=== TEXTO ===
┄┄┄┄┄┄
João Pessoa, 23 de junho de 2021 | --ºC / --ºC Dólar - Euro
“Boa Sorte” é sua razão social. Já no nominativo casam-se certo halo místico e o tom publicitário dos apelos mercadológicos, certos sinais de fatalismo esotérico e a solaridade implacável da verdade comercial. Mas, melhor que a rubrica principal ostentada, em letras coloridas, em sua fachada, é o cognome, de uso doméstico, que o seu proprietário escolheu: “O desequilíbrio do Ser”, reportando-nos à sua atávica veia poética, fertilizada nas águas do Taperoá, nutrida na gleba parda do clã dos Farias, e, ao mesmo tempo, sinalizando para a singularidade de seus frequentadores habituais.
Falo, caro leitor, da Banca de Revista de meu bairro, os Bancários. Banca de Revista, Bomboniére, meio lanchonete, meio bar, principalmente, meio bar. Antes de seu progresso financeiro e de seu crescimento na área de serviços e produtos, era uma simpática barraca onde bebíamos cerveja, uísque, conhaque e outros líquidos essenciais, já tocados pelo calor gratuito da comunhão humana. Num de seus aniversários, meio arrebatado pelo malte translúcido de um Black White e num arroubo retórico de uma oratória meio patética, meio desesperada, chamei-a carinhosamente de “pocilga iluminada”.
┄┄┄┄┄┄
Dados de apontamento por expressões referenciais:
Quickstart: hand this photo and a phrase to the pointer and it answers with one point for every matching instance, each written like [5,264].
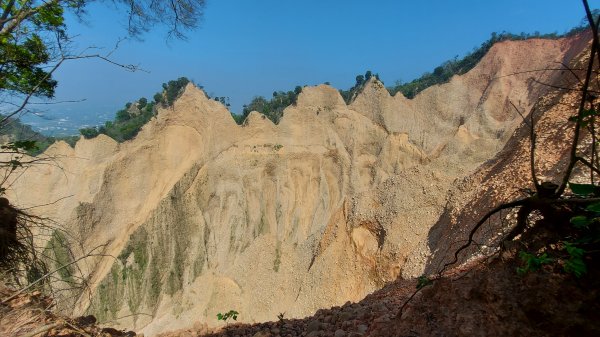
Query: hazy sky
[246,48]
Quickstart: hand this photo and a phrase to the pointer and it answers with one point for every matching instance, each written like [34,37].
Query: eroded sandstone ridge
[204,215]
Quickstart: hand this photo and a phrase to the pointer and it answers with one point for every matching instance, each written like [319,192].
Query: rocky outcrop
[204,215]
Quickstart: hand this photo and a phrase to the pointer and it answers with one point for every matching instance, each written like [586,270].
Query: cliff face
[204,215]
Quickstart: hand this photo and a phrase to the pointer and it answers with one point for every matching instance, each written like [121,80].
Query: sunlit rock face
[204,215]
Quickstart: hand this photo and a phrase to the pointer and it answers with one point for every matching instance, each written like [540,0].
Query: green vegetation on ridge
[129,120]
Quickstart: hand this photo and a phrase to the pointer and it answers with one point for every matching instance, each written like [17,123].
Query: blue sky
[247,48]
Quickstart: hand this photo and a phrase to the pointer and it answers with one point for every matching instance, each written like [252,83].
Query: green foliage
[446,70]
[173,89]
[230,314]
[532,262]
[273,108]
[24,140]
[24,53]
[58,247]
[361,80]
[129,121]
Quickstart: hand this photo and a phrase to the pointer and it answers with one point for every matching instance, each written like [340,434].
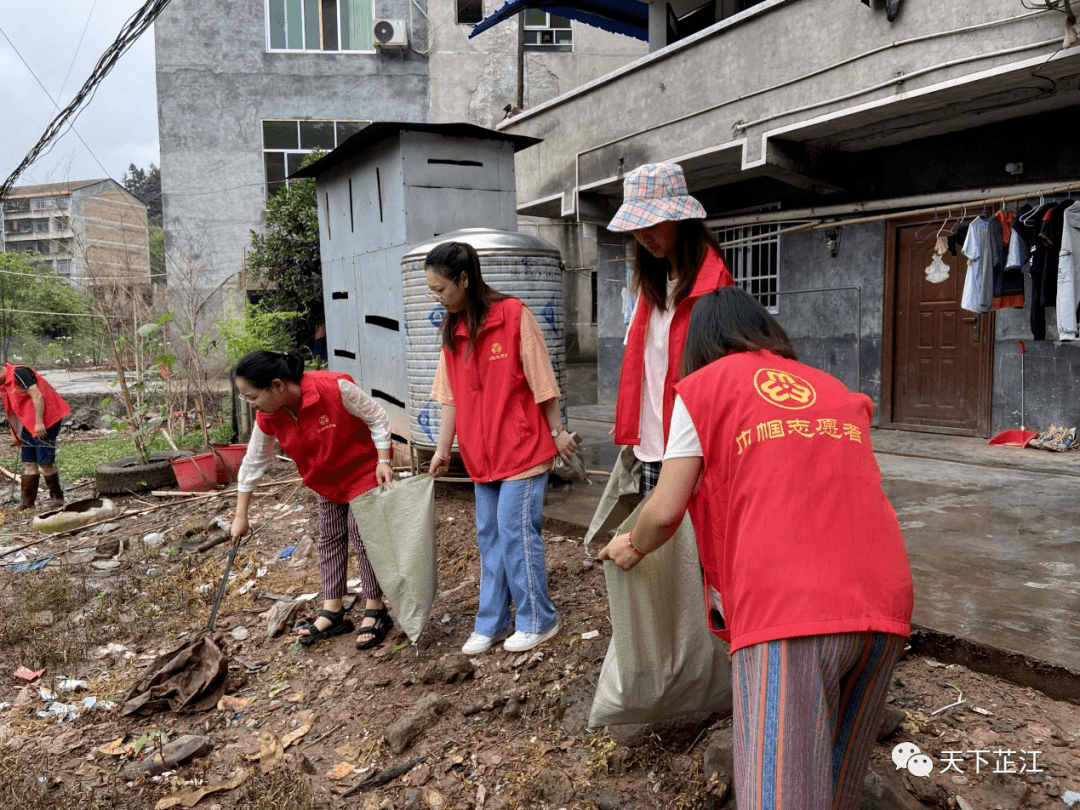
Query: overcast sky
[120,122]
┄┄┄┄┄┄
=== TAREFA ===
Retome o texto sobre a banca de revista do bairro dos Bancários e dê continuidade a ele a partir do ponto em que termina. Os registros não têm relação com o texto.

=== RESPOSTA ===
Pois bem, essa pocilga, ou melhor, essa barraca, essa banca de revista, quase uma loja de conveniência, como que emula, sem nenhum propósito pecuniário, com a respeitável instituição clínica, “O Equilíbrio do Ser”, localizada mais adiante, praticamente na mesma avenida. Emula, e, no meu entender, está mais próxima da verdade, muito embora a “Boa Sorte” não tenha, em seus objetivos, que tangenciar qualquer certeza existencial, psíquica, orgânica, clínica ou transcendental. Se há fatores cognitivos pulsando em suas artérias, é porque viver é conhecer, conhecer sobretudo nossas imperfeições e lacunas, nossos vazios incomensuráveis e nossas esperanças decepadas .
A alcunha com que Farias a caracterizou – é hora de enunciar – se deve à idiossincrasia, melhor dizendo, à loucura particular que modula os hábitos dos mais assíduos frequentadores. O próprio Farias se reconhece como espécie típica desses loucos mansos que se sentam à mesa de bar, quase diariamente, para jogar conversa fora, falar da vida alheia, perder e vadiar no tempo, ao sabor de uma, duas, três, dez doses, não importa. O que importa, no fundo, é não ter vergonha de si mesmo, de suas fragilidades corriqueiras e da dor anônima que banha todos os dias suas respectivas almas.
Um perdeu a saúde, outro perdeu a família, aquele não consegue saldar suas dívidas, aquele outro não dá jeito em seu alcoolismo. Fulano cultiva o dissabor de ser um artista frustrado; beltrano é tipicamente bipolar e sicrano não esconde seus transtornos obsessivos compulsivos. Enfim, tem louco de todo gênero, porém, todos, plenamente humanos em seus desequilíbrios.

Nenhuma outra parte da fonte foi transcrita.